◆ Written instruction ◆
Return the exact wording of the passage on Narnia and modern fantasy, starting at "The interplay of" and ending at "Narnia from evil.".

The two series of works underscore the traits that permeate the genre of modern fantasy – the logic of the fantasy setting’s workings, its acknowledged fictitious nature, and the clear authorship of the narrative, rather than a folklore source. But while Tolkien’s tale, like traditional fantasy set in the past or a far off unknown place, is set between the “age of Faerie and the dominion of men” (as a reviewer then put it), Lewis remains true to a key facet of the genre by using a different reality.

This could either be a a fantasy world separated from ours, as he chooses, or a hidden fantasy side of our own world – as used in Rowling’s Harry Potter and Riordan’s Percy Jackson adventures.

The interplay of the real and fictional world is what gives the Narnia tales an edge, apart from Lewis’ eclecticism in incorporating creatures and myths from many different cultures and ages – Greek and Roman mythology as well as Germanic, old British and Irish fairy tales apart from adapting many traditional Christian themes – as against Tolkien’s reliance on contemporary British adventure stories as well as chiefly north European folk mythology.

The Narnia series, set in a realm of magic, mythical beasts, and talking animals, is about various children who play key roles in its history from its creation to eventual destruction. Apart from one installment, the protagonists are all from the real world, magically transported there for considerable time (but only a few minutes on their world), where they are called upon by a heroic lion Aslan to protect Narnia from evil.

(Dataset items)
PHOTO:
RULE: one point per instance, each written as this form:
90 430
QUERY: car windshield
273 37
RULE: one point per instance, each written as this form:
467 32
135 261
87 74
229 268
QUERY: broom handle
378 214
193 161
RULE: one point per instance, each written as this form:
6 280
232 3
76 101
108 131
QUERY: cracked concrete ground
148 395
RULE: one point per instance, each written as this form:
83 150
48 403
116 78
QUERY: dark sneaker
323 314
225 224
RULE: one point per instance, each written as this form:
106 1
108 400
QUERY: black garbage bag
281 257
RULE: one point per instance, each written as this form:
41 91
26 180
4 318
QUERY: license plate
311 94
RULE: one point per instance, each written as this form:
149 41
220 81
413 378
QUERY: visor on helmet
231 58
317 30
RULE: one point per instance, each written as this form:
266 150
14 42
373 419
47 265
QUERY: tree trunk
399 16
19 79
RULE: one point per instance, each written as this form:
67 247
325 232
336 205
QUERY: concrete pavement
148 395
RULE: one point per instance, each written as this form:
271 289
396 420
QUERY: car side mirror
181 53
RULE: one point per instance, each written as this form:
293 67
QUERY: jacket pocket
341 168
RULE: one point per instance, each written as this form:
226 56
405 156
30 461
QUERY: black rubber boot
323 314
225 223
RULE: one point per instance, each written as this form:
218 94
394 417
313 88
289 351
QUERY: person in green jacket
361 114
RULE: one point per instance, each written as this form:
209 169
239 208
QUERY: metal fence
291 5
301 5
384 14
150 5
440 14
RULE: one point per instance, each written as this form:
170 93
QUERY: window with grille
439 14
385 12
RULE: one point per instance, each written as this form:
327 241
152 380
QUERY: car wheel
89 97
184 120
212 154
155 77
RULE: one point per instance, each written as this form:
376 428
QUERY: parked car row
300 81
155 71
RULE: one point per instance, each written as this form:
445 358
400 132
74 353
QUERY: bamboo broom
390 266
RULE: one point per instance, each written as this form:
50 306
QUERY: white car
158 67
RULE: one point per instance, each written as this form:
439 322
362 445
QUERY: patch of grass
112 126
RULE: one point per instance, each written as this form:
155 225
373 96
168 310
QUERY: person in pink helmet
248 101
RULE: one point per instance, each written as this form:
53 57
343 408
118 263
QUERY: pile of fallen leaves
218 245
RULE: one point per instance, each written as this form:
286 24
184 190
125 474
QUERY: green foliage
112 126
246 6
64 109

◆ Complete response ◆
The interplay of the real and fictional world is what gives the Narnia tales an edge, apart from Lewis’ eclecticism in incorporating creatures and myths from many different cultures and ages – Greek and Roman mythology as well as Germanic, old British and Irish fairy tales apart from adapting many traditional Christian themes – as against Tolkien’s reliance on contemporary British adventure stories as well as chiefly north European folk mythology.

The Narnia series, set in a realm of magic, mythical beasts, and talking animals, is about various children who play key roles in its history from its creation to eventual destruction. Apart from one installment, the protagonists are all from the real world, magically transported there for considerable time (but only a few minutes on their world), where they are called upon by a heroic lion Aslan to protect Narnia from evil.